**Challenge**
Rewrite everything from "Instance Method Summary" down to "from operating correctly." in the ElasticGraph module documentation below, changing "source system" to "upstream system".

**Document segment**

Module: ElasticGraph::SchemaDefinition::Mixins::HasTypeInfo

Included in:
SchemaElements::Field, SchemaElements::ScalarType, SchemaElements::TypeWithSubfields
Defined in:
lib/elastic_graph/schema_definition/mixins/has_type_info.rb

Overview

Mixin used to specify non-GraphQL type info (datastore index and JSON schema type info). Exists as a mixin so we can apply the same consistent API to every place we need to use this. Currently it’s used in 3 places:

Constant Summary collapse

CUSTOMIZABLE_DATASTORE_PARAMS =

Set of mapping parameters that it makes sense to allow customization of, based on [the Elasticsearch docs](www.elastic.co/guide/en/elasticsearch/reference/8.15/mapping-params.html).

Set[
  :analyzer,
  :eager_global_ordinals,
  :enabled,
  :fields,
  :format,
  :index,
  :meta, # not actually in the doc above. Added to support some `index_configurator` tests on 7.9+.
  :norms,
  :null_value,
  :search_analyzer,
  :type,
]

Instance Method Summary collapse

Instance Method Details

#json_schema(**options) ⇒ void

Note:

We recommend using JSON schema validations in a limited fashion. Validations that are appropriate to apply when data is entering the system-of-record are often not appropriate on a secondary index like ElasticGraph. Events that violate a JSON schema validation will fail to index (typically they will be sent to the dead letter queue and page an oncall engineer). If an ElasticGraph instance is meant to contain all the data of some source system, you probably don’t want it applying stricter validations than the source system itself has. We recommend limiting your JSON schema validations to situations where violations would prevent ElasticGraph from operating correctly.

**Dataset excerpt**
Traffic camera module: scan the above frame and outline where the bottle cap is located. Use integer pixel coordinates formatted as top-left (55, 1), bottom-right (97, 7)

**Solution for this task**
Instance Method Summary collapse

Instance Method Details

#json_schema(**options) ⇒ void

Note:

We recommend using JSON schema validations in a limited fashion. Validations that are appropriate to apply when data is entering the system-of-record are often not appropriate on a secondary index like ElasticGraph. Events that violate a JSON schema validation will fail to index (typically they will be sent to the dead letter queue and page an oncall engineer). If an ElasticGraph instance is meant to contain all the data of some upstream system, you probably don’t want it applying stricter validations than the upstream system itself has. We recommend limiting your JSON schema validations to situations where violations would prevent ElasticGraph from operating correctly.